# Short problem A
In the background section on Sea-Land's terminal, why does Sea-Land provide courtesy vans within its facility? Answer in one to three sentences.
# Short problem B
Transcribe a passage from the background section on Sea-Land's terminal without changes. Begin at the words "I. Background Facts" and stop after the words "trucks or vans.".

I. Background Facts and Procedural History
Sea-Land operates a 200-acre container loading and unloading terminal in Port Elizabeth, New Jersey. For security reasons Sea-Land does not permit private vehicles in the facility so it provides two white courtesy vans for the transportation of executives, visitors, seamen, ship’s crewmen, clerical workers, customs officials and customers. Separate yellow buses transport the longshoremen who work at the facility. Other groups, such as shore gangs, crane workers, lashing personnel and linemen, are transported by their own trucks or vans.
Rock began working for Sea-Land as a longshoreman and “hustler” driver in the early 1960’s. In 1979, based on seniority, Rock elected the job of driving one of the white courtesy vans, but he maintained his status as a member of the International Longshoremen’s Association. As a courtesy van driver, Rock was required to transport individuals within the facility and was also required to perform errands outside the facility, including gathering mail and transporting people to airports and hotels. According to a supervisor, Rock was not authorized to transport longshoremen, but Rock testified at his hearing that he did on occasion provide such transportation at his supervisor’s instruction. Rock did not haul cargo and did not perform repairs or equipment maintenance. When he did not have an assignment, Rock waited at the marine operations building, where he spent approximately 60% of his time.

[Point placement records]
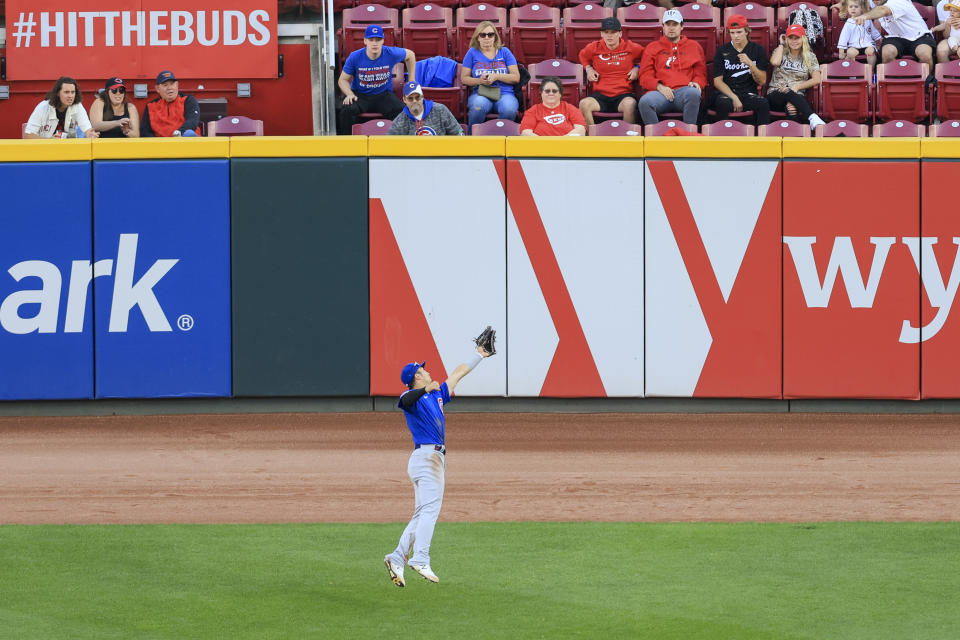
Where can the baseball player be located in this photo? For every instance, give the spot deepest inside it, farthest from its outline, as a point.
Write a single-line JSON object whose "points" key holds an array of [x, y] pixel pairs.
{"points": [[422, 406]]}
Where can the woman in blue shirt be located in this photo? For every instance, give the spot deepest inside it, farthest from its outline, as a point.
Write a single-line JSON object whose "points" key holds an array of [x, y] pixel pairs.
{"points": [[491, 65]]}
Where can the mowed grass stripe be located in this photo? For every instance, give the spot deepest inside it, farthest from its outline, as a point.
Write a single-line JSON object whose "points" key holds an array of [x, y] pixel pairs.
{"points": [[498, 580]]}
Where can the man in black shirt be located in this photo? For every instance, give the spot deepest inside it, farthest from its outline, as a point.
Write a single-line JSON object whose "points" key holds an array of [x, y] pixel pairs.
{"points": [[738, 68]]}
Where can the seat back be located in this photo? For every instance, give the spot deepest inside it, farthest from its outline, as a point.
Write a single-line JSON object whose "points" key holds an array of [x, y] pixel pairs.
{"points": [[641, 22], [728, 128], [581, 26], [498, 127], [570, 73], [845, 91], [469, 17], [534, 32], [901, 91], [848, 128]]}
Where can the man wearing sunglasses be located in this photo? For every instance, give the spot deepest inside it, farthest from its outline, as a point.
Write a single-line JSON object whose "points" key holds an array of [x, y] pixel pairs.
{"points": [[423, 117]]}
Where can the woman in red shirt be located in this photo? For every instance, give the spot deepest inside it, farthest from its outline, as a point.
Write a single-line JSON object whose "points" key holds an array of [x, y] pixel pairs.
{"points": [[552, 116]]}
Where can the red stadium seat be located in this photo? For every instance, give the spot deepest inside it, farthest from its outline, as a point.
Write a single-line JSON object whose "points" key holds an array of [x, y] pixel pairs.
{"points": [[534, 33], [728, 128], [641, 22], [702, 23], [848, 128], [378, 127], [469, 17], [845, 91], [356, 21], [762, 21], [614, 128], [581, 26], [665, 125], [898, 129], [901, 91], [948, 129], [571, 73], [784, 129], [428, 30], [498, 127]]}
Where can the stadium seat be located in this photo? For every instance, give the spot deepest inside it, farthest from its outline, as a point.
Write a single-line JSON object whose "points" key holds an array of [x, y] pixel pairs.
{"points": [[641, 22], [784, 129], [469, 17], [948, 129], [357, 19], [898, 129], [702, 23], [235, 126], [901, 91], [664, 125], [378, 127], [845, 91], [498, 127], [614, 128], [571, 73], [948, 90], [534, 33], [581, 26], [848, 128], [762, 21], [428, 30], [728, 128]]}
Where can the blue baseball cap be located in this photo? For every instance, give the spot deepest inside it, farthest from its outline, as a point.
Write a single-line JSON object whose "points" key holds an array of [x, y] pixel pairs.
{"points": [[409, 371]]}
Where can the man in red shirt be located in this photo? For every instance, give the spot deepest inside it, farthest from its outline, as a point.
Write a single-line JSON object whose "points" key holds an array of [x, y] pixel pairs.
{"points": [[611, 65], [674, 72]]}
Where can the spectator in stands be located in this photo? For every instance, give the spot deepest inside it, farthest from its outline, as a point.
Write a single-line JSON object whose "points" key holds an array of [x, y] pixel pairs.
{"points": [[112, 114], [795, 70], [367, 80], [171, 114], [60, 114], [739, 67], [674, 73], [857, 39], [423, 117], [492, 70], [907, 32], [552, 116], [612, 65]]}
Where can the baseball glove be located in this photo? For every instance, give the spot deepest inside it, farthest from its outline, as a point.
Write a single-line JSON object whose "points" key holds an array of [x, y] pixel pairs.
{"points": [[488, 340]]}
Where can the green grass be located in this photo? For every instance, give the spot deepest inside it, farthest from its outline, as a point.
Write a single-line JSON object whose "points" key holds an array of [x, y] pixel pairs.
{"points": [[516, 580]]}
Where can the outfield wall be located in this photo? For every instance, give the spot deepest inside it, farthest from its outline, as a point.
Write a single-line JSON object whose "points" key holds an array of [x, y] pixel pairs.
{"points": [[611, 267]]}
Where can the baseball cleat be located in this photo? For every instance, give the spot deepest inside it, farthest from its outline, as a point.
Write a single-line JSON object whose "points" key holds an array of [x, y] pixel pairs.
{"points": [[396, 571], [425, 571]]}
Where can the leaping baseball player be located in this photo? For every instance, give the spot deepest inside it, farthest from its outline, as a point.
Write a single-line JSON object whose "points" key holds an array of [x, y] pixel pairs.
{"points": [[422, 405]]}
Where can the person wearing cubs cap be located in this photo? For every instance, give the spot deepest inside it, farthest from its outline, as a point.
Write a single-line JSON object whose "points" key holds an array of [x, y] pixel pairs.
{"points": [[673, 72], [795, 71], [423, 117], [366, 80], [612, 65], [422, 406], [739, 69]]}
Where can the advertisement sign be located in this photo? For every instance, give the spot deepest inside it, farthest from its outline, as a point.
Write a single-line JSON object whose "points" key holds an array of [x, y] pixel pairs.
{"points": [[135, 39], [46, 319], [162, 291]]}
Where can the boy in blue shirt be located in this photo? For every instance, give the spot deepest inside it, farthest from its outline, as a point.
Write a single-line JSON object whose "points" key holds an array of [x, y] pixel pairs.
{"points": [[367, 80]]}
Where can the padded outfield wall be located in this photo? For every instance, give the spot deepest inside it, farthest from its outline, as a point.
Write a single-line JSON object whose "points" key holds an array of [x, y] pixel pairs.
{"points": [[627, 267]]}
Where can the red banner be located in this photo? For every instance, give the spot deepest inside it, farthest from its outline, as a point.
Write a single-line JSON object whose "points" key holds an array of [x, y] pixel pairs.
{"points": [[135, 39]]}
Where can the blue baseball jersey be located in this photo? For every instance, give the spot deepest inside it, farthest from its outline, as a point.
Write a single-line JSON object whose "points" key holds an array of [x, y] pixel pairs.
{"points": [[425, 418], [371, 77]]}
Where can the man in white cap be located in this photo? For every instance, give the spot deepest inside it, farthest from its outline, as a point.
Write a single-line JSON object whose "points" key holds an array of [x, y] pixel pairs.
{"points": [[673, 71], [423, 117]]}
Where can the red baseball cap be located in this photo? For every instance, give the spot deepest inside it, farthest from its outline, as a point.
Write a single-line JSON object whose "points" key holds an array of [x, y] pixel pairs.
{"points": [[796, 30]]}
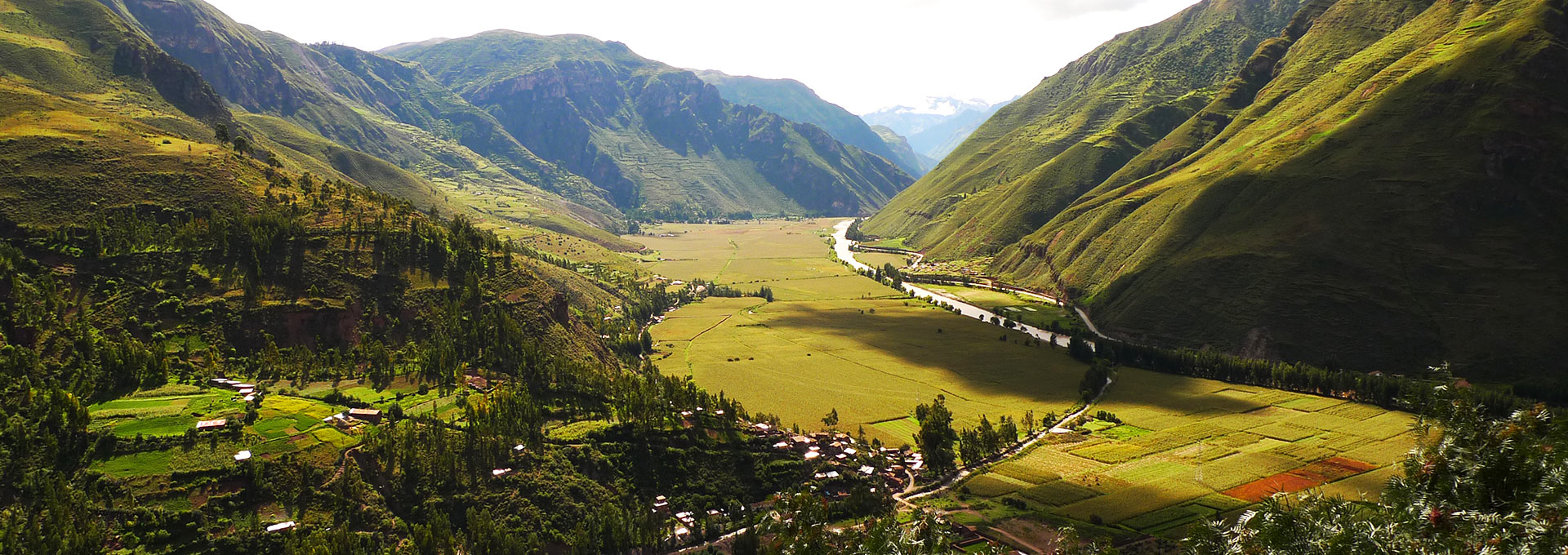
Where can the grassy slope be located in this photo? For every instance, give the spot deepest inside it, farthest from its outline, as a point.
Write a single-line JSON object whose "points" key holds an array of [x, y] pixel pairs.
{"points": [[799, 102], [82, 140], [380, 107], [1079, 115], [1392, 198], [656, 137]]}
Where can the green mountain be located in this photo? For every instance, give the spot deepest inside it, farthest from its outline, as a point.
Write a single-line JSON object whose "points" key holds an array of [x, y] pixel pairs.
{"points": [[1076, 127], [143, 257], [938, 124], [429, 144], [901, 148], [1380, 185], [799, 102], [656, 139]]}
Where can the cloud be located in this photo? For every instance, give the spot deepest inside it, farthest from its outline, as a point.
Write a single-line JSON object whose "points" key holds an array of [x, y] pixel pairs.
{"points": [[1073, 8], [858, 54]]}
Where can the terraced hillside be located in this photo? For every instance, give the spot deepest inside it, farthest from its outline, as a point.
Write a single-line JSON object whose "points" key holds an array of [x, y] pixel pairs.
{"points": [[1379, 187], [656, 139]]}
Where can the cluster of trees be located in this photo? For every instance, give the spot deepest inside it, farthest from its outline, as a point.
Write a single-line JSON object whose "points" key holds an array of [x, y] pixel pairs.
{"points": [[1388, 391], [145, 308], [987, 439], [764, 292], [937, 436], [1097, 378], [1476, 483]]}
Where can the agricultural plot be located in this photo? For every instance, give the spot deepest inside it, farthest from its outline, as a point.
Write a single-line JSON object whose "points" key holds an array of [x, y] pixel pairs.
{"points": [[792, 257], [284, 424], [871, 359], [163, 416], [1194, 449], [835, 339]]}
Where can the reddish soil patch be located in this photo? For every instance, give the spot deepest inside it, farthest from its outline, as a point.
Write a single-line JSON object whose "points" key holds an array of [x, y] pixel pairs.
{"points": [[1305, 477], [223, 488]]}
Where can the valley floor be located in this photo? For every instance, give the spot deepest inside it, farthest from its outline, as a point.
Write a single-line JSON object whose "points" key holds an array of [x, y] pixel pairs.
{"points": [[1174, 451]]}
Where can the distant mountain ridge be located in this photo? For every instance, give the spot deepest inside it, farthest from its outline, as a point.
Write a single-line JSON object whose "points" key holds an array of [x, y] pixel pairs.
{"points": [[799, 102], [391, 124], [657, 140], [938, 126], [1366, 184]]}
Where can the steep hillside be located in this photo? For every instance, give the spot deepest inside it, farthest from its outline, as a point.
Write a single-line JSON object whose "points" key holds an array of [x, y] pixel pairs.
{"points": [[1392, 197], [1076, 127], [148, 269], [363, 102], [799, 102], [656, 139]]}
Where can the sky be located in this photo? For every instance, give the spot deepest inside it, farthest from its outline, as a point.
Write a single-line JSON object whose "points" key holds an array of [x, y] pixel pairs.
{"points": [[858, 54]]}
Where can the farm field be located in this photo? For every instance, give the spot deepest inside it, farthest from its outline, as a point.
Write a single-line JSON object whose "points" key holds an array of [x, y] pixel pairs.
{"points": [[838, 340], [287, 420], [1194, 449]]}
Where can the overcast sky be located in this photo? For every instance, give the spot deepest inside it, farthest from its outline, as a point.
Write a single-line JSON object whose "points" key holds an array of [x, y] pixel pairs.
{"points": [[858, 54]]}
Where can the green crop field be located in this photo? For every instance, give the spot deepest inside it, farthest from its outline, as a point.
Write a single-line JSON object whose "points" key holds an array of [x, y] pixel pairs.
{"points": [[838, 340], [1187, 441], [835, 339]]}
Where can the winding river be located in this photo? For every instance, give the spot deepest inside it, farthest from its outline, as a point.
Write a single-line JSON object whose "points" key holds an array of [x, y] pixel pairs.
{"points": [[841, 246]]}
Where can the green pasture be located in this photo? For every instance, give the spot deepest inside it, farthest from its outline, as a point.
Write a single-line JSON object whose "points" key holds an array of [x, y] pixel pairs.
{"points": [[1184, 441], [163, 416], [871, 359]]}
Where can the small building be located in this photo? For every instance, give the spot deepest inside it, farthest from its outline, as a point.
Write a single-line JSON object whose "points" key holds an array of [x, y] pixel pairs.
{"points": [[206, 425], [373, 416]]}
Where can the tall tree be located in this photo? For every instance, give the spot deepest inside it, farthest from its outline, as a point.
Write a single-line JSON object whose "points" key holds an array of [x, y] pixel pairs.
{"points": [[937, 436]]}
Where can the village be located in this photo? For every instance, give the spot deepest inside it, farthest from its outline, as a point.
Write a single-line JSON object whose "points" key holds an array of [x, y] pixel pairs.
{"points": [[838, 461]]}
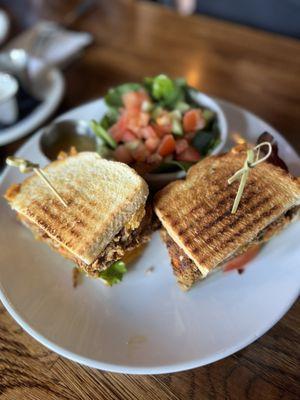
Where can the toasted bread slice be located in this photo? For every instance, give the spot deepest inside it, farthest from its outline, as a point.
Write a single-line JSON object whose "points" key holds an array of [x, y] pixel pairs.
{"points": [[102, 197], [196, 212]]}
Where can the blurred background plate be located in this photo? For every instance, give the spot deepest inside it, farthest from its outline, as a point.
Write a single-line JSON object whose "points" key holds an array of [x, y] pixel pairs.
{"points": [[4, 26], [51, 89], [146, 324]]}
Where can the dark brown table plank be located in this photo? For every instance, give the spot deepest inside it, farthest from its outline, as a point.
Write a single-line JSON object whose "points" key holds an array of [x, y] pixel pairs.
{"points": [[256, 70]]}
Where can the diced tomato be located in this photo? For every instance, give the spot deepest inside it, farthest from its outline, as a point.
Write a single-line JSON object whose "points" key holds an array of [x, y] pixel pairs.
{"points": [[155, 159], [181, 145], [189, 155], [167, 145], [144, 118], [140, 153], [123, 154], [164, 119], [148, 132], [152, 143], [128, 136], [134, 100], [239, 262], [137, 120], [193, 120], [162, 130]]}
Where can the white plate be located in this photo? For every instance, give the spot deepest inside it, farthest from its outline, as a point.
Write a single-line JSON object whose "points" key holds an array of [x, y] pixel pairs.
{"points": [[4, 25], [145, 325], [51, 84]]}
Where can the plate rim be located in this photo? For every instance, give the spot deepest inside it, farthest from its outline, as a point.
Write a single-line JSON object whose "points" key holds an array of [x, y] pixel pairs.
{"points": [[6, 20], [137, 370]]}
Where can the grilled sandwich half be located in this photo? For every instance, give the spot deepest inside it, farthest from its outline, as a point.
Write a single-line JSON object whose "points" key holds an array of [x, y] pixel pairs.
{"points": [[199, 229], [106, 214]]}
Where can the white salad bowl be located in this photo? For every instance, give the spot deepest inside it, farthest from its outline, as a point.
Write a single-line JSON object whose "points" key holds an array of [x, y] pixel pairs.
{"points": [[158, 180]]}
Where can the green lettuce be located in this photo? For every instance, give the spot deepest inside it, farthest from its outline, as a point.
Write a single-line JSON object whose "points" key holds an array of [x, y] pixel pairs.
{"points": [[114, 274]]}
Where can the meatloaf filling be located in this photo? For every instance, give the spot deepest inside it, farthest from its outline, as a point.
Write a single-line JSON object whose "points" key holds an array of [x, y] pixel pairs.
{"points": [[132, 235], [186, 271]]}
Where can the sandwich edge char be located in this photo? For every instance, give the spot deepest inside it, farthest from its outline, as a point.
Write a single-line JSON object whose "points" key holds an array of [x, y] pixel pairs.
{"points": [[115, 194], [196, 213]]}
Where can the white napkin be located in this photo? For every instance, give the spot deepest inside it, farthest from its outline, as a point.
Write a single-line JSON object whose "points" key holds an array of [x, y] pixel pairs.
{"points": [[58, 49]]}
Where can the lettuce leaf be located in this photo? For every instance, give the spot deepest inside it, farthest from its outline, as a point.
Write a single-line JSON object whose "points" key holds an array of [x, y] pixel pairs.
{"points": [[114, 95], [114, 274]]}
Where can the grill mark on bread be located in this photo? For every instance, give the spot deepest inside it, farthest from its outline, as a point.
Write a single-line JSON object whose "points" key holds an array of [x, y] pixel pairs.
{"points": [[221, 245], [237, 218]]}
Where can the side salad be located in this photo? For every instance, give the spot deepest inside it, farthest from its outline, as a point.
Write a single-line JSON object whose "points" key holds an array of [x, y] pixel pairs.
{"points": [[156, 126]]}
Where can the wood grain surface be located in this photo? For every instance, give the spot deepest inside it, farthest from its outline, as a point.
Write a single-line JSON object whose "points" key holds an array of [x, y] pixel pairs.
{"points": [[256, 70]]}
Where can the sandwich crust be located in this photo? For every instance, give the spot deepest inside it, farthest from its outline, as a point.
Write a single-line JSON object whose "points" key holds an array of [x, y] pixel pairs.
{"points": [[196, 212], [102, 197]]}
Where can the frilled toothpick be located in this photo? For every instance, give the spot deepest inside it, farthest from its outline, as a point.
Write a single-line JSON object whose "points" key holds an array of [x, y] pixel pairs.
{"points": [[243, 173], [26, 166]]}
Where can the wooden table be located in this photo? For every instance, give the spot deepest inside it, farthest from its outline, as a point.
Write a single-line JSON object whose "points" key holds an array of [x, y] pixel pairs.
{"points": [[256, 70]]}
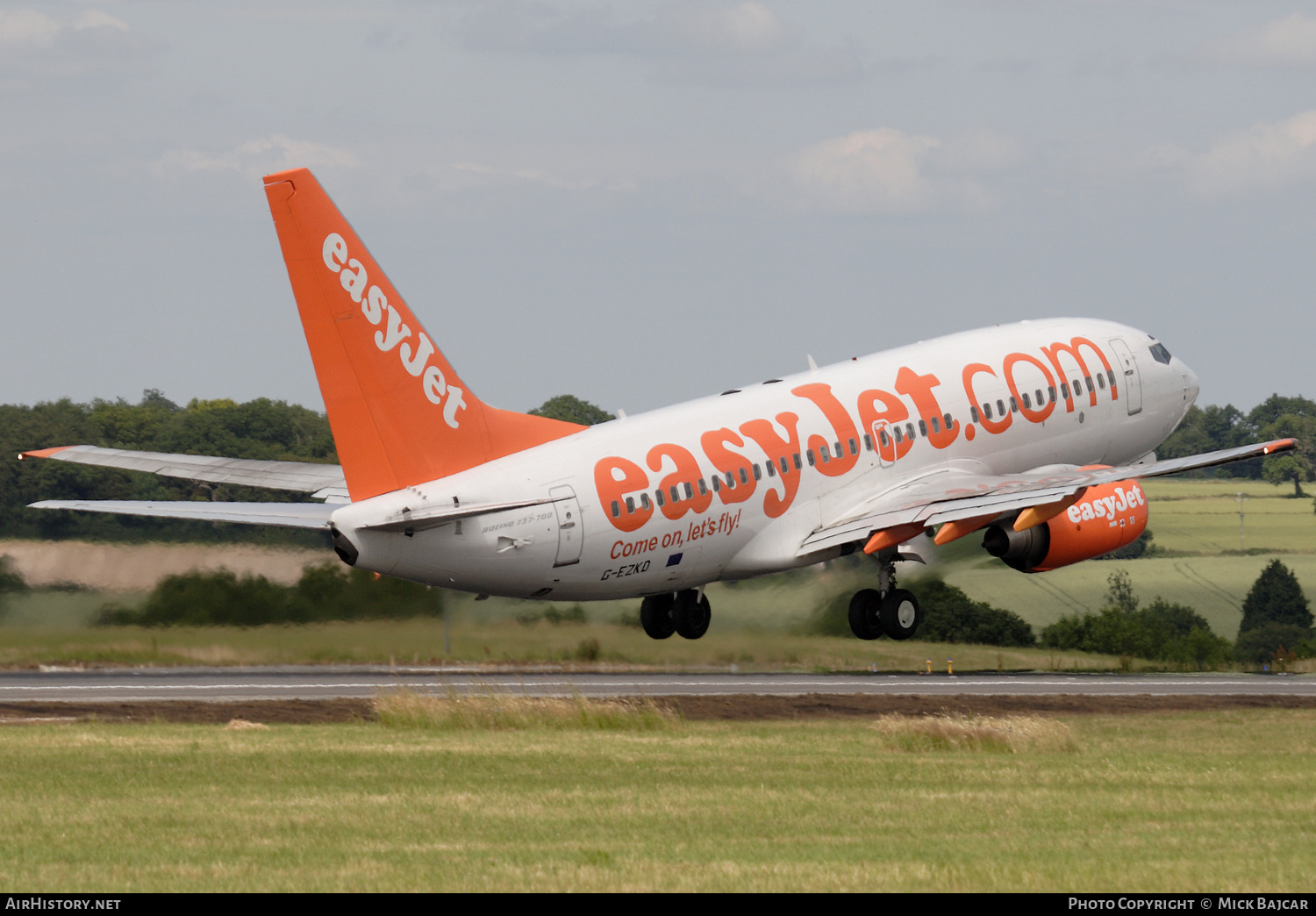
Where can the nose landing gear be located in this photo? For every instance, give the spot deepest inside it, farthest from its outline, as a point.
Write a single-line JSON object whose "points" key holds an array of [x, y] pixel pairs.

# Final answer A
Sea-Land does not allow private vehicles in the facility for security reasons. It therefore provides two white courtesy vans to transport executives, visitors, seamen, crewmen, clerical workers, customs officials and customers.

# Final answer B
I. Background Facts and Procedural History
Sea-Land operates a 200-acre container loading and unloading terminal in Port Elizabeth, New Jersey. For security reasons Sea-Land does not permit private vehicles in the facility so it provides two white courtesy vans for the transportation of executives, visitors, seamen, ship’s crewmen, clerical workers, customs officials and customers. Separate yellow buses transport the longshoremen who work at the facility. Other groups, such as shore gangs, crane workers, lashing personnel and linemen, are transported by their own trucks or vans.